AIM OF THE TASK:
Turn the material below into a numbered list, one entry per line, and leave out any blank lines.
Start of MATERIAL
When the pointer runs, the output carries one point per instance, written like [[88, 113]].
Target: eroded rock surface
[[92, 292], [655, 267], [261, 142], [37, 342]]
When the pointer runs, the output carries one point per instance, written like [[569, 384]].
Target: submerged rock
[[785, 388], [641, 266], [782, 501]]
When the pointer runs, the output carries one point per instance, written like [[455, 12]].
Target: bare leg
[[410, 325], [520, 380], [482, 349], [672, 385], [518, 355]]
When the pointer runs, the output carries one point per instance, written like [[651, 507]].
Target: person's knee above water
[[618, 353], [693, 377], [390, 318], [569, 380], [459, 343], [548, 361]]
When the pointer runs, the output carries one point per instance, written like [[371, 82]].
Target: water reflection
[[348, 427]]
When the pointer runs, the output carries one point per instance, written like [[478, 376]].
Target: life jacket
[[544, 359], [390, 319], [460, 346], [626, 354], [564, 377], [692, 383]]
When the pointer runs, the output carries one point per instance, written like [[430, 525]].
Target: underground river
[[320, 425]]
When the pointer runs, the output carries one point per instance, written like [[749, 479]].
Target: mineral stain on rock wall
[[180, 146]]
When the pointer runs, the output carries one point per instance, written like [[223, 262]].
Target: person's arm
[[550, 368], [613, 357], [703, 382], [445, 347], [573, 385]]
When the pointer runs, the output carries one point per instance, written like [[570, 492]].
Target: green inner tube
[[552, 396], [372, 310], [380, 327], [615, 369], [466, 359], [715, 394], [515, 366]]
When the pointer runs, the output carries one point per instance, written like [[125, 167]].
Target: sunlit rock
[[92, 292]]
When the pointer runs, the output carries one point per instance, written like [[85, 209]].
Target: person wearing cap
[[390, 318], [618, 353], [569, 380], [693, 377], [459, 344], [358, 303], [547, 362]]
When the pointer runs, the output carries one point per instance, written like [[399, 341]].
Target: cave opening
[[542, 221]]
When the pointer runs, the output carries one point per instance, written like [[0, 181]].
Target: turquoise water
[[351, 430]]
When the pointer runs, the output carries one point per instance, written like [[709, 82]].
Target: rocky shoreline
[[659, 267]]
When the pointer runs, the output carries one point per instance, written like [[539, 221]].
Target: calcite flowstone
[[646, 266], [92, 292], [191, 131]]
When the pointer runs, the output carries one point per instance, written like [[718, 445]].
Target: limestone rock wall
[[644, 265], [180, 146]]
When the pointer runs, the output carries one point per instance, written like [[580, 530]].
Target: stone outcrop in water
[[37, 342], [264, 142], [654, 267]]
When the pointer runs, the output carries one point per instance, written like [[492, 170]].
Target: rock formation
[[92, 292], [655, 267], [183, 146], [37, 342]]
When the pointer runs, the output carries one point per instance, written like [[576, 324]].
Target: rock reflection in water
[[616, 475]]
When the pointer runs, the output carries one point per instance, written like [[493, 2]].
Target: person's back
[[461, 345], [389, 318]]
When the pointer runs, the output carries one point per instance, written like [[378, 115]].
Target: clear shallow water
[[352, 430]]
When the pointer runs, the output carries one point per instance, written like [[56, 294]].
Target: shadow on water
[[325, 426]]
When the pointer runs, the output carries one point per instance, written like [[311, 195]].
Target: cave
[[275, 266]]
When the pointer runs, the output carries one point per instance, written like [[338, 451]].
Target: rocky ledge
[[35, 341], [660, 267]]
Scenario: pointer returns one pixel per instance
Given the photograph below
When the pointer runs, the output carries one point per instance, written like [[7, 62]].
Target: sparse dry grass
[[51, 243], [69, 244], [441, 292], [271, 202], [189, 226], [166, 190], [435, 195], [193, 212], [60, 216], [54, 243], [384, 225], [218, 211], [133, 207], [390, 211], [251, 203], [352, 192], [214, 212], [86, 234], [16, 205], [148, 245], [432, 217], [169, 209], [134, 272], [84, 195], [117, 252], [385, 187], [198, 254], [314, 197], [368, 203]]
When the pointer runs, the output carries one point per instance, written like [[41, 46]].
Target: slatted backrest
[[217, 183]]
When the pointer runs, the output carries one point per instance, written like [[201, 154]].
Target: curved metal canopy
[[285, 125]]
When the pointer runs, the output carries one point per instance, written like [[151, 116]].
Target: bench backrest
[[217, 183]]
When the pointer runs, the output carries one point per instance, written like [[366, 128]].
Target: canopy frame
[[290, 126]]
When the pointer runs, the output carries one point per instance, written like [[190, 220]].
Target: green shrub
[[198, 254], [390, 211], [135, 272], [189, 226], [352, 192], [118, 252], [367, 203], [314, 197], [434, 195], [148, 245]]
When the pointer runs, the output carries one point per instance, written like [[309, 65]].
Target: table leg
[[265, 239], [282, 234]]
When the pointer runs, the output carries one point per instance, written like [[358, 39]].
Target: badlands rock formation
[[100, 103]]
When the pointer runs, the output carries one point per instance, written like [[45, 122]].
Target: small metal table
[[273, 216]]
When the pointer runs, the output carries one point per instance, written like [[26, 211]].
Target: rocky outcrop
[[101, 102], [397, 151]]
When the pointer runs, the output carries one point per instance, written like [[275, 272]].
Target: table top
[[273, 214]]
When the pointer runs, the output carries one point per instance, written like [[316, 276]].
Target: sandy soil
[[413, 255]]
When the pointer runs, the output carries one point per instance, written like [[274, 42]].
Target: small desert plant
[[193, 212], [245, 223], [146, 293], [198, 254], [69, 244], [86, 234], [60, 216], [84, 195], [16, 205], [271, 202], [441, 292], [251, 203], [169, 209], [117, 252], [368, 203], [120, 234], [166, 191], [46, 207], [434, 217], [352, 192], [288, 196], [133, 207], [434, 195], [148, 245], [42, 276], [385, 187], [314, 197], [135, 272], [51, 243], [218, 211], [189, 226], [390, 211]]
End of MATERIAL
SOLUTION BELOW:
1. When the pointer runs, the output carries one point per instance, written like [[88, 113]].
2. Target: eroded rock surface
3. [[92, 292], [655, 267], [261, 142], [37, 342]]
4. When the pointer runs, the output carries one point per instance, written like [[569, 384]].
5. Target: submerged rock
6. [[785, 388], [641, 266], [782, 501]]
7. When the pointer runs, the output carries one point per instance, written like [[455, 12]].
8. Target: bare leg
9. [[410, 325], [520, 380], [482, 349], [672, 385], [518, 355]]
10. When the pointer runs, the output carries one point per instance, written like [[651, 507]].
11. Target: person's knee above water
12. [[618, 353], [693, 377], [390, 318], [569, 380], [459, 343], [548, 361]]
13. When the pointer runs, the output carries one point per instance, written like [[371, 82]].
14. Target: water reflection
15. [[348, 427]]
16. When the pointer runs, the output carries one point per instance, written like [[478, 376]].
17. Target: life jacket
18. [[544, 359], [390, 319], [460, 346], [626, 354], [564, 377], [692, 383]]
19. When the pointer runs, the output carries one point per instance, written like [[430, 525]].
20. Target: underground river
21. [[320, 425]]
22. When the pointer runs, the output carries one point per instance, written like [[749, 479]].
23. Target: mineral stain on rock wall
24. [[180, 146]]
25. When the pointer runs, the output carries one point per instance, written like [[223, 262]].
26. Target: person's arm
27. [[550, 368], [613, 357], [703, 382], [445, 347], [573, 385]]
28. When the pointer runs, the output carries one point per instance, written like [[570, 492]].
29. Target: green inner tube
30. [[552, 396], [372, 310], [380, 327], [615, 369], [466, 359], [715, 394], [515, 366]]
31. When the pointer runs, the output carries one point per instance, written like [[125, 167]].
32. Target: sunlit rock
33. [[92, 292]]
34. When the pointer runs, the output carries one point per instance, written like [[85, 209]].
35. Target: person wearing cap
36. [[390, 318], [618, 353], [569, 380], [693, 377], [459, 344], [358, 303], [547, 362]]
37. When the pointer runs, the output carries one point per instance, written like [[399, 341]].
38. Target: cave opening
39. [[542, 221]]
40. When the pointer runs, the output carries one point per instance, written like [[0, 181]].
41. Target: turquoise water
42. [[351, 430]]
43. When the pointer runs, the output carries one point per instance, written like [[709, 82]].
44. Target: rocky shoreline
45. [[659, 267]]
46. When the pointer runs, the output carries one point per instance, written like [[539, 221]].
47. Target: calcite flowstone
48. [[646, 266], [92, 292], [191, 131]]
49. When the pointer runs, the output carries one point per instance, written like [[718, 445]].
50. Target: limestone rock wall
51. [[644, 265], [180, 146]]
52. When the pointer runs, the output carries one point per instance, written like [[580, 530]].
53. Target: stone outcrop in water
54. [[37, 342], [264, 142], [654, 267]]
55. When the pointer runs, the output carries one point per instance, written like [[492, 170]].
56. Target: rock formation
57. [[92, 292], [655, 267], [183, 146], [37, 342]]
58. When the pointer runs, the output carries one point per instance, written like [[576, 324]].
59. Target: rock reflection in water
60. [[616, 475]]
61. When the pointer runs, the output carries one point per instance, written like [[493, 2]].
62. Target: person's back
63. [[461, 345], [389, 318]]
64. When the pointer runs, the output carries one point per instance, written like [[378, 115]].
65. Target: clear shallow water
66. [[352, 430]]
67. When the pointer runs, the output carries one point per instance, written like [[56, 294]].
68. Target: shadow on water
69. [[325, 426]]
70. When the pointer runs, the output carries one point per instance, written like [[311, 195]].
71. Target: cave
72. [[275, 266]]
73. When the pointer runs, the output carries one point per instance, written like [[338, 451]].
74. Target: rocky ledge
75. [[35, 341], [660, 267]]
76. Scenario: pointer returns one pixel per instance
77. Given the photograph below
78. When the pointer runs, the output carries one point per instance, written like [[7, 62]].
79. Target: sparse dry grass
80. [[51, 243], [69, 244], [441, 292], [271, 202], [189, 226], [166, 190], [435, 195], [193, 212], [60, 216], [54, 243], [384, 225], [218, 211], [133, 207], [390, 211], [251, 203], [352, 192], [214, 212], [86, 234], [16, 205], [148, 245], [432, 217], [169, 209], [134, 272], [84, 195], [117, 252], [385, 187], [198, 254], [314, 197], [368, 203]]
81. When the pointer runs, the output carries one point per instance, written like [[41, 46]].
82. Target: slatted backrest
83. [[217, 183]]
84. When the pointer runs, the output carries one point per instance, written like [[201, 154]].
85. Target: curved metal canopy
86. [[285, 125]]
87. When the pointer runs, the output carries one point per instance, written like [[151, 116]].
88. Target: bench backrest
89. [[217, 183]]
90. When the pointer runs, the output carries one point per instance, written like [[366, 128]].
91. Target: canopy frame
92. [[290, 126]]
93. When the pointer runs, the output carries one point per instance, written like [[190, 220]].
94. Target: green shrub
95. [[198, 254], [390, 211], [135, 272], [189, 226], [352, 192], [118, 252], [367, 203], [314, 197], [434, 195], [148, 245]]
96. When the pointer runs, the output carries one point per instance, written like [[309, 65]].
97. Target: table leg
98. [[265, 239], [282, 234]]
99. When the pointer runs, the output carries one point per instance, written like [[358, 39]].
100. Target: badlands rock formation
101. [[100, 103]]
102. When the pointer runs, the output carries one point per instance, written like [[45, 122]].
103. Target: small metal table
104. [[273, 216]]
105. When the pointer runs, the output carries one point per instance, written like [[26, 211]].
106. Target: rocky outcrop
107. [[101, 102], [397, 151]]
108. When the pointer runs, the output carries one point per instance, written like [[275, 272]].
109. Target: table top
110. [[273, 214]]
111. When the pointer runs, the output carries one point per instance, written like [[316, 276]].
112. Target: sandy soil
113. [[413, 255]]
114. When the pointer runs, the output carries one point per instance, written like [[274, 42]].
115. Target: small desert plant
116. [[193, 212], [245, 223], [146, 293], [198, 254], [69, 244], [86, 234], [60, 216], [84, 195], [16, 205], [271, 202], [441, 292], [251, 203], [169, 209], [117, 252], [368, 203], [120, 234], [166, 191], [46, 207], [434, 217], [352, 192], [288, 196], [133, 207], [434, 195], [148, 245], [42, 276], [385, 187], [314, 197], [135, 272], [51, 243], [218, 211], [189, 226], [390, 211]]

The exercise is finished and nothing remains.